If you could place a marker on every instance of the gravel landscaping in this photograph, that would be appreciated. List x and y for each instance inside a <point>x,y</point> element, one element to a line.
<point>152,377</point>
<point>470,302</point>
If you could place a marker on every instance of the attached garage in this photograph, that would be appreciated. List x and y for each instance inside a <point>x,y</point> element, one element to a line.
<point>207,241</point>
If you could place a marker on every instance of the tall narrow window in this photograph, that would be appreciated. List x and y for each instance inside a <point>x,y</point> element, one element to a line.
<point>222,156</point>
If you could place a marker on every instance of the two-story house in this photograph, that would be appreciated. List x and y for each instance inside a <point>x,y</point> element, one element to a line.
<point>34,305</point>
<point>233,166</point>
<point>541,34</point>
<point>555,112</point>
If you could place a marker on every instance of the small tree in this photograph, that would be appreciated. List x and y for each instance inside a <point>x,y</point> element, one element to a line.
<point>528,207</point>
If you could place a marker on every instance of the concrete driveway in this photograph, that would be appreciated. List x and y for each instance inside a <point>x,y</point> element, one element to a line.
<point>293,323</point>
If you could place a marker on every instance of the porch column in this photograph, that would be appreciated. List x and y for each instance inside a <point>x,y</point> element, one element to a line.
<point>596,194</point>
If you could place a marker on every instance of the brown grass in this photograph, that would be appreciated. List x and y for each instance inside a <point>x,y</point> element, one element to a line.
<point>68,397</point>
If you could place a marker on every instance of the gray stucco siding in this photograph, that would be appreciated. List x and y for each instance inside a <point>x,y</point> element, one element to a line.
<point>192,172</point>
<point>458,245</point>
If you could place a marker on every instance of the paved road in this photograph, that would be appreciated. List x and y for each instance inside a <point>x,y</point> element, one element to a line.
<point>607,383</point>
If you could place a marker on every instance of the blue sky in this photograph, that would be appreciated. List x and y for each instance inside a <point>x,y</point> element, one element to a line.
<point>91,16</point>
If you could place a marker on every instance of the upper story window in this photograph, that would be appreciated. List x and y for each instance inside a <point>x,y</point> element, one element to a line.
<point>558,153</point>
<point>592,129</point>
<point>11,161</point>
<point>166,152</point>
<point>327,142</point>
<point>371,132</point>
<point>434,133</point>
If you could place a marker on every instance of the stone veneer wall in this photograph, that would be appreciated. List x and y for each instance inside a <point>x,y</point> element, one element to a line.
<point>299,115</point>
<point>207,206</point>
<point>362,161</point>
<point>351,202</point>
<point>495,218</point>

======

Aim:
Copy out the lines above, replacing each "marker" with "pin" and changing nothing else.

Response:
If you could place a pin on every instance of the gravel landscaping in this photograph, that would be appreciated. List x and y for each instance inside a <point>x,y</point> element, one element to a line.
<point>152,377</point>
<point>470,302</point>
If you could place a pin on every instance of the attached garage in this photograph, that would be appreciated. List x and y for each instance inside a <point>x,y</point> element, one element to a line.
<point>207,241</point>
If you could place a pin on every instance of the tall narrow window in this photograph, that would be appreciated. List x and y for each instance inside a <point>x,y</point> element, one element to a line.
<point>222,156</point>
If you could place a pin on every instance of the two-story house in this photograph, that would be appreciated. List x and y for each instance inside a <point>x,y</point> element, one element to a line.
<point>34,305</point>
<point>233,166</point>
<point>541,34</point>
<point>555,112</point>
If you could place a pin on every instance of the small tree in this photograph, that would be appreciated. List x and y for each instance inside a <point>x,y</point> element, one element to a line.
<point>528,207</point>
If you could place a pin on every instance of the concrete driveway in this photograph, that would be appreciated. List x and y for each instance inside a <point>x,y</point> element, one element to a line.
<point>293,323</point>
If you could place a pin on every instance of the porch column in this photograph, that would be appreciated. List x and y for each instance inside a <point>x,y</point> element, one element to a line.
<point>596,194</point>
If you could place a pin on every instance of the brown grass in this photograph, that would be appreciated. List x and y for each instance inside a <point>x,y</point> element, one element to a line.
<point>68,397</point>
If you could place a pin on every instance of the gray stucco siding in this photograph, that would be appreciated. List x and y for each instance inside a <point>x,y</point> element, one element to a line.
<point>192,172</point>
<point>458,245</point>
If you could place a pin on every instance of the paved road in this photograph, that would be appreciated. List x and y for each instance inside a <point>x,y</point> element, one element to a line.
<point>607,383</point>
If you could place a pin on every instance of the blue sky in this photograph, that would be appreciated. List x and y for each instance inside a <point>x,y</point> element, one element to a line.
<point>91,16</point>
If you could place a pin on every instance of the upper story window in this photograph, that would be appreciated. List x and y for each instance inside a <point>x,y</point> element, one element to a line.
<point>558,153</point>
<point>592,129</point>
<point>11,161</point>
<point>166,152</point>
<point>327,142</point>
<point>371,132</point>
<point>434,133</point>
If you could place a pin on every instance of the stone veneer wall in this photograph, that would be appreciated. List x and y for each instance inside a <point>x,y</point> element, one element to a line.
<point>299,115</point>
<point>207,206</point>
<point>362,161</point>
<point>351,202</point>
<point>495,218</point>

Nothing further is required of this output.